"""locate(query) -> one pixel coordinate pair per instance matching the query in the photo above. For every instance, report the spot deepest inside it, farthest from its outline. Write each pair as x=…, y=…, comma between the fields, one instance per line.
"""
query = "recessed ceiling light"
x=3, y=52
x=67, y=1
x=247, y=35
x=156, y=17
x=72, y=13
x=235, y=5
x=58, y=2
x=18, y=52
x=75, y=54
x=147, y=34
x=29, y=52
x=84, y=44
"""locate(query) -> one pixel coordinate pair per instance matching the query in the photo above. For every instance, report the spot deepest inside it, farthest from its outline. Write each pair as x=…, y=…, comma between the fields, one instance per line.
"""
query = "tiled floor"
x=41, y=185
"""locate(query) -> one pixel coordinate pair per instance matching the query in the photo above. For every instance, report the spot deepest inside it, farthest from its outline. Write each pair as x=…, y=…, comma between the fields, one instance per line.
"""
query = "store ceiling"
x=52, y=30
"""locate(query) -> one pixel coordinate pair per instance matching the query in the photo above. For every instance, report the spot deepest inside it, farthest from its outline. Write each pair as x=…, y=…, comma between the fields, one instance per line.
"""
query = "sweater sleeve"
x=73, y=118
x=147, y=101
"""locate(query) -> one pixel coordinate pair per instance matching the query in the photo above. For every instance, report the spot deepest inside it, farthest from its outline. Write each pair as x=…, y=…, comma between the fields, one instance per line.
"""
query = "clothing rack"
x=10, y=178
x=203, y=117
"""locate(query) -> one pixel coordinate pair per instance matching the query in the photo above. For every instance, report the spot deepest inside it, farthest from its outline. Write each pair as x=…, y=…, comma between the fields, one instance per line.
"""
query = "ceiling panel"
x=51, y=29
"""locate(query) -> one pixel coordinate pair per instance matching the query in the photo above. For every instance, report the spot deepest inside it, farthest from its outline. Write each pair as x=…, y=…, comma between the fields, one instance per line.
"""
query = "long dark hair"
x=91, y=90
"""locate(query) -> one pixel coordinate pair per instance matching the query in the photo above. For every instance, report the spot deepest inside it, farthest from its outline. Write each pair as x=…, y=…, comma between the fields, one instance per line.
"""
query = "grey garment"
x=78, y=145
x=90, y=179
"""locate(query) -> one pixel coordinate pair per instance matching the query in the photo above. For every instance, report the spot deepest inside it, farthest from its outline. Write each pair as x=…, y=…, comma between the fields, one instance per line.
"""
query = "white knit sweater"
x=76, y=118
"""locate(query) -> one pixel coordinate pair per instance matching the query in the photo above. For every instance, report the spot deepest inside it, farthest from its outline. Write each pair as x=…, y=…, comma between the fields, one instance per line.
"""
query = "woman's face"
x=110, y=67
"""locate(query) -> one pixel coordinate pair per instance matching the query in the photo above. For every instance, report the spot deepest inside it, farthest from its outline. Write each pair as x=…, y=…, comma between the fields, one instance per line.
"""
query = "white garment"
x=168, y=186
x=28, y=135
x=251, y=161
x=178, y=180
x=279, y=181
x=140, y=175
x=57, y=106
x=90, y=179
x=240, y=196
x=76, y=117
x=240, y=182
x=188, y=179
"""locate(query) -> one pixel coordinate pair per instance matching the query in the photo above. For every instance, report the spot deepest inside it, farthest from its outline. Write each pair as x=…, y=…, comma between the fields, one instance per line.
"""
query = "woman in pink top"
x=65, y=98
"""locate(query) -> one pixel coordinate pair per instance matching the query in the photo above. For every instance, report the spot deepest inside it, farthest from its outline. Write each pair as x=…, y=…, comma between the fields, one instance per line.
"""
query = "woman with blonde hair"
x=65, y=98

◇ ◇ ◇

What this task involves:
Send back each record exactly as it stands.

Result of this task:
"""locate(query) -> one pixel coordinate pair per instance matching the query in the photo above. For every instance, report the spot deepest inside it, farthest from its outline. Write each pair as x=…, y=…, comma between the fields, one instance per line.
"""
query = "recessed ceiling light"
x=3, y=52
x=67, y=1
x=247, y=35
x=156, y=17
x=72, y=13
x=235, y=5
x=58, y=2
x=18, y=52
x=75, y=54
x=147, y=34
x=29, y=52
x=84, y=44
"""locate(query) -> one pixel coordinate pair per instance matching the query in the photo above. For every instance, report the spot deepest inside it, farthest from its outline. Write each pair as x=…, y=…, comma between the fields, one instance per line.
"""
query = "tiled floor"
x=41, y=185
"""locate(query) -> one pixel coordinate pair per instance matching the query in the photo above. For every instance, report the spot deepest inside it, farthest from its outline. Write each pair as x=…, y=…, comma between the fields, one instance per line.
"""
query = "store ceiling"
x=52, y=30
"""locate(query) -> one pixel coordinate pair per instance matching the query in the photo above. For every instance, report the spot deepest inside it, farthest from its outline. Write each pair as x=…, y=…, comma between the fields, one instance per line.
"""
query = "sweater sleeve"
x=73, y=118
x=147, y=101
"""locate(query) -> one pixel coordinate pair per instance matching the query in the photo above. For every instance, report the spot deepest inside it, farthest from its outline. Write each pair as x=…, y=…, comma between the fields, one instance per line.
"""
query = "clothing rack"
x=10, y=178
x=203, y=117
"""locate(query) -> one pixel coordinate pair per instance matching the query in the photo above. For every instance, report the spot deepest inside it, farthest from its outline. Write each pair as x=…, y=…, comma between the fields, one instance per line.
"""
query = "ceiling panel"
x=51, y=29
"""locate(query) -> one pixel coordinate pair per instance matching the query in the photo above. For every instance, report the spot deepest inside it, farthest from its outline. Write each pair as x=…, y=…, comma between the fields, one instance per line.
"""
query = "long dark hair"
x=91, y=90
"""locate(query) -> one pixel coordinate pair per instance matching the query in the photo above. For every instance, report the spot deepest inside it, farthest from its outline. Write each pair as x=…, y=…, comma between the fields, one instance per line.
"""
query = "grey garment"
x=78, y=145
x=90, y=179
"""locate(query) -> one pixel coordinate pair per instance matching the query in the photo above. For every instance, report the spot deepest inside it, farthest from its outline. Write each pair as x=…, y=…, comma between the fields, one instance per line.
"""
query = "white knit sweater"
x=76, y=118
"""locate(query) -> one pixel coordinate pair per instance matching the query in the photo above. For every instance, report the spot deepest inside it, farthest from its outline. Write each pair as x=…, y=…, comma between the fields, one instance per line.
"""
query = "woman's face"
x=110, y=67
"""locate(query) -> one pixel coordinate pair per instance matching the query in the photo above. For every instance, report the spot deepest inside it, farthest from its outline. Write each pair as x=…, y=…, comma between the fields, one instance per line.
"""
query = "white garment"
x=168, y=186
x=28, y=135
x=251, y=161
x=178, y=180
x=279, y=181
x=140, y=175
x=57, y=106
x=90, y=179
x=240, y=196
x=76, y=117
x=240, y=182
x=188, y=179
"""locate(query) -> one pixel coordinate pair per instance matching the query in the photo above. For every instance, report the spot deepest inside it, farthest from its outline. Write each pair as x=…, y=…, comma between the fields, one instance per line.
"""
query = "woman in pink top"
x=65, y=98
"""locate(query) -> one pixel coordinate pair per instance matching the query in the photo above. For every instance, report the spot deepest inside it, farthest from its outline. Write each pair as x=…, y=…, comma between the fields, one instance per line.
"""
query = "woman with blonde hair"
x=65, y=98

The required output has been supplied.